### Material for this exercise ###

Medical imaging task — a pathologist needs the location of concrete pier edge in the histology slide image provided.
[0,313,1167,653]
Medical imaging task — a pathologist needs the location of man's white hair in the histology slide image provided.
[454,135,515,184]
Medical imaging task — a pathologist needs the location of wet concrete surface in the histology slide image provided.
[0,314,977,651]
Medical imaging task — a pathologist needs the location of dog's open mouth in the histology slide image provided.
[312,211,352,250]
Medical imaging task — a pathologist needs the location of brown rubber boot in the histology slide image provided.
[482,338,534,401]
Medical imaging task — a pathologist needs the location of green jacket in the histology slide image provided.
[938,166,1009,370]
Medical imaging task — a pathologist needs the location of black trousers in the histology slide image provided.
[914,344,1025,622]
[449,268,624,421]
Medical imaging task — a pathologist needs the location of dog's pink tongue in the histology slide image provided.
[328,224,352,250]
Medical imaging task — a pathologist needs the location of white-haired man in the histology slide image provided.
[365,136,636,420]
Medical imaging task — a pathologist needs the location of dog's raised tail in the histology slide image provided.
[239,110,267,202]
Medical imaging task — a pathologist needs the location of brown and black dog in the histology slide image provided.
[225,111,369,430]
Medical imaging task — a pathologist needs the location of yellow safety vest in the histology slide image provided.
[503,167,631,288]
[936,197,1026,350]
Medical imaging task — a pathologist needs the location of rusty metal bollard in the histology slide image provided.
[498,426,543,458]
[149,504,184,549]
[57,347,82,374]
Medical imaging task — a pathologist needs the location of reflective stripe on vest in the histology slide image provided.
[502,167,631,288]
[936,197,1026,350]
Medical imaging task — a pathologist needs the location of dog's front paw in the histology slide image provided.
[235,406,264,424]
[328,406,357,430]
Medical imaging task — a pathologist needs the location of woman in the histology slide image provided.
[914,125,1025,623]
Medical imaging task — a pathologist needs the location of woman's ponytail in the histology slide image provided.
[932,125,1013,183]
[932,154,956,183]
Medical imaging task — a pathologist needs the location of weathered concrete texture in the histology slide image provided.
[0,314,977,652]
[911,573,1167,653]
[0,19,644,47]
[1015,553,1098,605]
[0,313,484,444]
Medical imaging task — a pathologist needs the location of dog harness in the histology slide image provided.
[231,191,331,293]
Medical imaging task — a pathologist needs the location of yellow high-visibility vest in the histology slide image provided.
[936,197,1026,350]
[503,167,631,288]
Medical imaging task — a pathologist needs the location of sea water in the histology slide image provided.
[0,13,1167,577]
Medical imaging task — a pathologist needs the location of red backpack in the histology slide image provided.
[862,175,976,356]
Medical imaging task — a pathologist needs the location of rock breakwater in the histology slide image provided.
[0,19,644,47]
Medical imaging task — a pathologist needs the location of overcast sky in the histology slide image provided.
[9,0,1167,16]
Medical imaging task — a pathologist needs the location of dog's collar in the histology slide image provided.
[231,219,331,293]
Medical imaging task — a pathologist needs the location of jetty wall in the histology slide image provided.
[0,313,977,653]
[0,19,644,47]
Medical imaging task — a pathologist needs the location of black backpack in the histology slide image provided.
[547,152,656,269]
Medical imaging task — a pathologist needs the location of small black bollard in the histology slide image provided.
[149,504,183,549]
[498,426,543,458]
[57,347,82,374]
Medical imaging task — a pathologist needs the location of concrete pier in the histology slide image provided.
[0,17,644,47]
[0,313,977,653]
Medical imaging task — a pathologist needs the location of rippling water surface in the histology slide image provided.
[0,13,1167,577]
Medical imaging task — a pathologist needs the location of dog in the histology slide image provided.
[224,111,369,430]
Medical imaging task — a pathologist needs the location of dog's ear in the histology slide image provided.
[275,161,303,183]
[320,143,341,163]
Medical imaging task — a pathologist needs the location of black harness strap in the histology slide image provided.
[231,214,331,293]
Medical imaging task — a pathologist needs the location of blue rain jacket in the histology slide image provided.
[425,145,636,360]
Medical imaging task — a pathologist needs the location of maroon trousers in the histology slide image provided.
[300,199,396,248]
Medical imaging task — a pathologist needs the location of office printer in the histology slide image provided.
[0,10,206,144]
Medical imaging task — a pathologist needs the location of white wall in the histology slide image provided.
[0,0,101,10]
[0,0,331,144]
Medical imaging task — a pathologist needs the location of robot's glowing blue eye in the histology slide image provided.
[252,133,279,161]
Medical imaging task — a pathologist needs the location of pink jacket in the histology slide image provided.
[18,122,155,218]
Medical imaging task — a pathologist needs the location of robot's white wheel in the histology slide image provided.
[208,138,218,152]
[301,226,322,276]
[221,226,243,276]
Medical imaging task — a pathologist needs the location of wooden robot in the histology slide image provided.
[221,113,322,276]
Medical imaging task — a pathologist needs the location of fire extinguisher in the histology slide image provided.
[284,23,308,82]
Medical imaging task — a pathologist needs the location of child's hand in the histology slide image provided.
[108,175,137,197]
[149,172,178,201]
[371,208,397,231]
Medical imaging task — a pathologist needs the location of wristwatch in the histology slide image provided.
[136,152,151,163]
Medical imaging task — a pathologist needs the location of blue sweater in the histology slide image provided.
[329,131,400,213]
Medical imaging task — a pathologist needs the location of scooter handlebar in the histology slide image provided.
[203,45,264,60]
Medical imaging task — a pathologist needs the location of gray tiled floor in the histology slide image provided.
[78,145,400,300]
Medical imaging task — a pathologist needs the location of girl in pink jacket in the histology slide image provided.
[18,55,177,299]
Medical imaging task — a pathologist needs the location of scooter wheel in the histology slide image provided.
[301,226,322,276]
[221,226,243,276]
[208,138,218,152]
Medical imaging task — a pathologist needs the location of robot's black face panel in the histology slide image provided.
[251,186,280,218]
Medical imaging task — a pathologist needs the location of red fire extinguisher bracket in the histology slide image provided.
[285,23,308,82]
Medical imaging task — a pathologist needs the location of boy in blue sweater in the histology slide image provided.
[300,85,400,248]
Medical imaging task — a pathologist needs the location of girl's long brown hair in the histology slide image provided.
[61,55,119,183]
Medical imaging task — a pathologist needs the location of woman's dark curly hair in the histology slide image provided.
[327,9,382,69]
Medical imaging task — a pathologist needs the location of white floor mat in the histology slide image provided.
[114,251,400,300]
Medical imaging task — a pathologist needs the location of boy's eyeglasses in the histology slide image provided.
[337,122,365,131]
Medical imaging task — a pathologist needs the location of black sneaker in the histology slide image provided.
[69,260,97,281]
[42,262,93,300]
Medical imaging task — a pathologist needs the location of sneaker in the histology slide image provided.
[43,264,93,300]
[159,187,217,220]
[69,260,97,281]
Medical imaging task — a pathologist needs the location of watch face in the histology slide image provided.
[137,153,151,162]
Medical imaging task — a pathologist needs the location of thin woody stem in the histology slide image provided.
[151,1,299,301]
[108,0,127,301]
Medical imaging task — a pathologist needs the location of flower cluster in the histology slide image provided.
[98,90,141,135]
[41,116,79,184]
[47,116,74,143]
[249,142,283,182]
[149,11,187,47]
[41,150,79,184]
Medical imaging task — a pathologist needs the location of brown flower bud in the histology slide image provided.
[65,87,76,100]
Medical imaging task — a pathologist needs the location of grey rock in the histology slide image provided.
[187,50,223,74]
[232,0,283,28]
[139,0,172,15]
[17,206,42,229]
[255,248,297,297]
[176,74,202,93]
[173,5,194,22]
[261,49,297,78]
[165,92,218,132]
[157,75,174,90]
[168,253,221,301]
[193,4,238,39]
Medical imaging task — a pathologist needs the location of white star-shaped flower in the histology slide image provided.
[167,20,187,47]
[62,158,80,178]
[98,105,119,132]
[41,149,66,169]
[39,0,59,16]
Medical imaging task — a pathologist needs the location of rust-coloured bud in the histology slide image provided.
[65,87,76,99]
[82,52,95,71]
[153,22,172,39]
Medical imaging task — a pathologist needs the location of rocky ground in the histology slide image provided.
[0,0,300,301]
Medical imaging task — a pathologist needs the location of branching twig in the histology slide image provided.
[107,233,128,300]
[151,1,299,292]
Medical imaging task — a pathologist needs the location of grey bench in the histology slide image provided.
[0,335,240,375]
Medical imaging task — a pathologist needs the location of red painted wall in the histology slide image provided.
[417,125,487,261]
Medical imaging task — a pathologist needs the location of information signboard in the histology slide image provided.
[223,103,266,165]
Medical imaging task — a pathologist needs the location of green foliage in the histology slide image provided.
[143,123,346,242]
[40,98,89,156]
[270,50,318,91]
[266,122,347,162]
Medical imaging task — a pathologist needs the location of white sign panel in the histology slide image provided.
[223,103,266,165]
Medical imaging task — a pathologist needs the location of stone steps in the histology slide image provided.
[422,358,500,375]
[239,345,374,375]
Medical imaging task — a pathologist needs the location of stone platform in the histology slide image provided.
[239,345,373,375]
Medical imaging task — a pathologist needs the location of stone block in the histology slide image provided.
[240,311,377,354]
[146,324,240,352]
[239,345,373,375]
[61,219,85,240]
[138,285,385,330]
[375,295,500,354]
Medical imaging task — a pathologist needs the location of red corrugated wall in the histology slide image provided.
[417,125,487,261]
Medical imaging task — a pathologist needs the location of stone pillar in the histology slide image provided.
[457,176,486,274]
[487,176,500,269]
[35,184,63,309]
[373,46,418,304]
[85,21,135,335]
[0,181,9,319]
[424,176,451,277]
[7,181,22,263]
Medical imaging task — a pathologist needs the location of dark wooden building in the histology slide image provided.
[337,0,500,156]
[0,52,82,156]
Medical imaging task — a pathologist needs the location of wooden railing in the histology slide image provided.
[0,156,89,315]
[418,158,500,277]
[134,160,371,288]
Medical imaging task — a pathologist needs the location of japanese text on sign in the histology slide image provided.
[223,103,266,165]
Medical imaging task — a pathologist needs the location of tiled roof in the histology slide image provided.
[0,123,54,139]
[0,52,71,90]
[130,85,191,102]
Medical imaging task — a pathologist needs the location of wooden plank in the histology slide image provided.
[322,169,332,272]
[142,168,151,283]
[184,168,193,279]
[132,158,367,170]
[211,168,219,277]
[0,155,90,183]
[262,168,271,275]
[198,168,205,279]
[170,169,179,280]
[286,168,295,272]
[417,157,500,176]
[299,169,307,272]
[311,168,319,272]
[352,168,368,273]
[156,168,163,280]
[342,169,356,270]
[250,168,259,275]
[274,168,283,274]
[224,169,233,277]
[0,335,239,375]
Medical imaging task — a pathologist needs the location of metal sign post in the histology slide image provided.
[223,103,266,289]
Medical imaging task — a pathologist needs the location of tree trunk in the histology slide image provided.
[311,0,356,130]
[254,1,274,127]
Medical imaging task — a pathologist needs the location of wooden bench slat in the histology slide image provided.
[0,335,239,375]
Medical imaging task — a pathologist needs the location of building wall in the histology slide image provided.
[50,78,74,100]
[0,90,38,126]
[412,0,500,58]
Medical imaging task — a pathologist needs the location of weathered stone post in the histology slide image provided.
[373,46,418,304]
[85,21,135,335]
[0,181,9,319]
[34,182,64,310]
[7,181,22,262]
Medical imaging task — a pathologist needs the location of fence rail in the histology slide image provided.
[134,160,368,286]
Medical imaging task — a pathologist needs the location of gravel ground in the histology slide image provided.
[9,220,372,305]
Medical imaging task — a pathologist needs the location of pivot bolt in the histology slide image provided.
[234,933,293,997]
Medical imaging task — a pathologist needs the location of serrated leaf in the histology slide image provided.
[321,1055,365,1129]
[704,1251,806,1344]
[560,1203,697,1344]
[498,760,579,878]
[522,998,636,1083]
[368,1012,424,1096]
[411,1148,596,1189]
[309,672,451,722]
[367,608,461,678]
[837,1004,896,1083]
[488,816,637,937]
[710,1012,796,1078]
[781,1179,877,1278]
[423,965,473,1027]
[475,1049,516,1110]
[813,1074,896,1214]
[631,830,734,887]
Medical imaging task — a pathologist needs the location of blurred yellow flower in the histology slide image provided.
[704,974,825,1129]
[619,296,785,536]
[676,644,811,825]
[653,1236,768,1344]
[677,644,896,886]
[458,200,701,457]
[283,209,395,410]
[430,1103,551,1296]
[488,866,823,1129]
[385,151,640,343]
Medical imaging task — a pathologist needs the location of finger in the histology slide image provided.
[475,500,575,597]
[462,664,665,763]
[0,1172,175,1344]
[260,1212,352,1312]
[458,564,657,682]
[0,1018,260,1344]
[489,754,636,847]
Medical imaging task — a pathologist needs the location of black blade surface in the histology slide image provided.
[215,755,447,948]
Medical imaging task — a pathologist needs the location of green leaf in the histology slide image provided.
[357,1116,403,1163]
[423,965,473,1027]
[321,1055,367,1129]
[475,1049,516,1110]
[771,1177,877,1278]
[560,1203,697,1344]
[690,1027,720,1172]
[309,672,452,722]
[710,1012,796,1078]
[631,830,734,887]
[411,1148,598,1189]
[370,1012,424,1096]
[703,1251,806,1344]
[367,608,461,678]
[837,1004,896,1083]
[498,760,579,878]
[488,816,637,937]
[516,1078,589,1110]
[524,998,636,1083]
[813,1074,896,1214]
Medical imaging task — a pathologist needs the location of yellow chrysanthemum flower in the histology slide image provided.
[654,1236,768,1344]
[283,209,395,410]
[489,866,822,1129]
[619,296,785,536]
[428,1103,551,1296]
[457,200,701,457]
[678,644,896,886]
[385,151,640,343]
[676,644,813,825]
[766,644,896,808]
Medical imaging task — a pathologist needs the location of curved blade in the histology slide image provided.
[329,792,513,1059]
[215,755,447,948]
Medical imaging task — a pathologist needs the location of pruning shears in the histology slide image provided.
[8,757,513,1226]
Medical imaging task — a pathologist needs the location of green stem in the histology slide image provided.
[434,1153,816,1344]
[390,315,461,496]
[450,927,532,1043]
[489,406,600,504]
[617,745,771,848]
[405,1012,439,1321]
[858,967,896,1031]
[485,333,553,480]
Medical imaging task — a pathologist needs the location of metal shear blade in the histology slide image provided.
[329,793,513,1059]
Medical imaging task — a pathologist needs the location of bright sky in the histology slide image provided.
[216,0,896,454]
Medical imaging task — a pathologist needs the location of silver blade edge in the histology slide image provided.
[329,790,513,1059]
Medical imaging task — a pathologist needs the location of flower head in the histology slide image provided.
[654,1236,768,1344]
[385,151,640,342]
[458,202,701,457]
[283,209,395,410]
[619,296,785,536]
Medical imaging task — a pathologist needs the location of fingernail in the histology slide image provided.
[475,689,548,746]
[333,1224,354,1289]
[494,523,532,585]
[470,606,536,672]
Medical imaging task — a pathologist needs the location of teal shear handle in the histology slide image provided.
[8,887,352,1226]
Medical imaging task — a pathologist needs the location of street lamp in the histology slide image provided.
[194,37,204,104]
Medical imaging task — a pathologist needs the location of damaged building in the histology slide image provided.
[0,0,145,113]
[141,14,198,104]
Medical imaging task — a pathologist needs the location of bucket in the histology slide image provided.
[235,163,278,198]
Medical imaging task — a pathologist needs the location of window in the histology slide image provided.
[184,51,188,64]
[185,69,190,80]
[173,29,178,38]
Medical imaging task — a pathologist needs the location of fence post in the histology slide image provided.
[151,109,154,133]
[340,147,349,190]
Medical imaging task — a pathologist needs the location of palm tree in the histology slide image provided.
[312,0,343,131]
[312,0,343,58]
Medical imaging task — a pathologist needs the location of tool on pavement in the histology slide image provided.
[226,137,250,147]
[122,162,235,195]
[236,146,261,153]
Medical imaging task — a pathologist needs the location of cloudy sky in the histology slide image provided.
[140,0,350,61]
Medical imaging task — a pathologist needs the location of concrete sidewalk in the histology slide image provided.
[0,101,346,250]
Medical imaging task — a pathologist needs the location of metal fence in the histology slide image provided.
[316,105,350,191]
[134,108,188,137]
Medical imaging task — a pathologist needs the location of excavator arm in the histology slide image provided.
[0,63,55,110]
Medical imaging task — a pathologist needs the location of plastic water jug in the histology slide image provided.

###

Copy out the lines above from the first one through the line holding "[225,111,369,430]", both ends included, with each one unchanged.

» Exercise response:
Medical imaging task — a pathologist needs the location of concrete pier edge in the histology slide image provided.
[0,313,1167,653]
Medical imaging task — a pathologist needs the location of man's white hair in the histology slide image provided.
[454,135,515,184]
Medical imaging task — a pathologist needs the location of wet concrete surface in the histology slide image provided.
[0,314,977,651]
Medical imaging task — a pathologist needs the location of dog's open mouth in the histology slide image provided.
[312,211,352,250]
Medical imaging task — a pathologist needs the location of brown rubber boot in the histology slide image provided.
[482,338,534,401]
Medical imaging task — a pathologist needs the location of green jacket in the histology slide image provided.
[938,166,1009,370]
Medical imaging task — a pathologist needs the location of black trousers in the histology slide image provided.
[914,344,1025,622]
[449,268,624,421]
Medical imaging task — a pathologist needs the location of dog's pink tongue in the histology slide image provided.
[328,224,352,250]
Medical imaging task — a pathologist needs the location of white-haired man in the histology slide image provided.
[365,136,636,420]
Medical imaging task — a pathologist needs the location of dog's raised tail in the histology slide image provided.
[239,110,267,202]
Medical imaging task — a pathologist needs the location of brown and black dog in the histology slide image provided.
[225,111,369,430]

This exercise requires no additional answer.